> 作業の指示:
[1] 次の(a)〜(c)が『宝島』の感想文の内容と合っているか、それぞれ「はい」か「いいえ」で答え、決め手となる本文の言葉をそのまま引用してください。(a) この映画は三時間を超える長さである。(b) 映画は1972年の嘉手納基地の場面から始まる。(c) オンはある夜を境に姿を消す。
[2] 『宝島』の感想文の続きを、最後の文のあとから書いてください。

> 本文:
+---+
くらのすけの映画日記

大阪の社会人サークル「映画マニアの映画倶楽部シネマラムール」管理人の映画鑑賞日記です。 あくまで忘備録としての個人BLOGであり、見た直後の感想を書き込んでいるので、ラストシーンまで書いています。ご了承ください

映画感想「宝島」(大友啓史監督版)

「宝島」

三時間を超える長尺作品で、相当な力作である。エキストラも存分に使い、日本に返還されたとはいえ米軍基地が残存する沖縄の歪な風土の姿、その現実を一昔前の時代を背景に描いていく様は圧巻。しかしながら、やや力が入りすぎたのか、三時間余りの時間がかなりしんどい。描かれるドラマは非常に重厚で、グイグイと迫ってくるのですが、映像作品としての緩急が少なく、息つく暇もなく押し付けられる感がある。確かに大作なのですが、製作陣の思いを強引に描かれている感じがするのは私だけだろうか。監督は大友啓史。

 

1952年嘉手納基地、米軍の基地に潜入し物資を奪って困窮する島民に分け与える戦果アギヤーと呼ばれる若者達の姿から映画は幕を開ける。そのメンバー、グスク、レイ、リーダーのオンは、米軍に追いかけられながらもこの日も車で逃走していた。しかし、今回は状況が違った。今まで盗むことのなかった武器も積んでいたためか、米軍に挟み撃ちにされて銃撃され、オン、グスク、レイは草むらの中に避難する。彼らは執拗に追ってくる米軍に、とうとう散り散りになってしまう。この夜以来、オンはそのまま姿を消してしまう。
+---+
> 提示された一覧:
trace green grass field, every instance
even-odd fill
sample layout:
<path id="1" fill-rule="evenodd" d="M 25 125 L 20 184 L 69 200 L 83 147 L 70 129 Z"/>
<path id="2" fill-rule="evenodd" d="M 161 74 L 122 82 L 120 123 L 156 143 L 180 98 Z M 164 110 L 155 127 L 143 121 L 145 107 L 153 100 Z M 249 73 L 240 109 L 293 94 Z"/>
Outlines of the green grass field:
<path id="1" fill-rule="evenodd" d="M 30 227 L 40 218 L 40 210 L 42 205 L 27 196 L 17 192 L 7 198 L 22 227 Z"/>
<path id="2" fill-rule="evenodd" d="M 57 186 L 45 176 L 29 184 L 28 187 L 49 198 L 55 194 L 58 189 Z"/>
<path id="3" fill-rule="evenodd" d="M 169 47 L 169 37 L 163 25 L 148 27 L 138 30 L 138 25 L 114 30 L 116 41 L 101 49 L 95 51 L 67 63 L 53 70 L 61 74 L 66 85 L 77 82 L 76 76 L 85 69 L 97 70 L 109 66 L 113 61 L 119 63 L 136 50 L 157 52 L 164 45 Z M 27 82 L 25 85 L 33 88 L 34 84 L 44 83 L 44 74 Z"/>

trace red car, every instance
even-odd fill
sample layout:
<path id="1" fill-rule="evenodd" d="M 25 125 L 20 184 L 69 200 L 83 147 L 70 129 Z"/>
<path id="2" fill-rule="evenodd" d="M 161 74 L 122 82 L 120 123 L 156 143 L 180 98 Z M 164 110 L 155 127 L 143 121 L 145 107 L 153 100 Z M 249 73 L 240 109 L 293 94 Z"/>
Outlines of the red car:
+---+
> 各問の答え:
[1]
(a) はい。「三時間を超える長尺作品で、相当な力作である。」
(b) いいえ。「1952年嘉手納基地」
(c) はい。「この夜以来、オンはそのまま姿を消してしまう。」

[2]
やがて時がたち1958年、グスクは刑事となり、オンの手がかりを探していた。この日、日本人が米軍兵士に殺される事件に遭遇し、その犯人を探していた。しかし、ようやく追い詰めた犯人を逮捕しようとしたら米軍MPに邪魔をされる。抵抗するグスクに、アーヴィンというアメリカ人が近づいてくる。アーヴィンは、グスクをクラブに連れていく。アーヴィンの傍には通訳の小松がいた。アーヴィンは諜報局の人間で、グスクが裏で捜査しているオンの件で問い詰めてくる。そして、お互いに情報を共有しようと提案してくる。どうやら、あの夜、オンは、予定外の何かを持ち出したらしかった。

 

グスクは、アーヴィンと接点を持つようになり、その関係でオンが行方不明になった夜の情報で軍関係の記録などを求めるが、なかなか埒が開かなかった。一方、レイはあの夜米軍に捕まり、刑務所に入っていたが、出てきてからチンピラのようなことをするようになる。彼らの幼馴染でオンの恋人でもあったヤマコは小学校の先生になっていた。その小学校はオン達が手に入れた戦果で設立したものだった。しかし、ある時、米軍機が墜落して小学校は大破してしまう。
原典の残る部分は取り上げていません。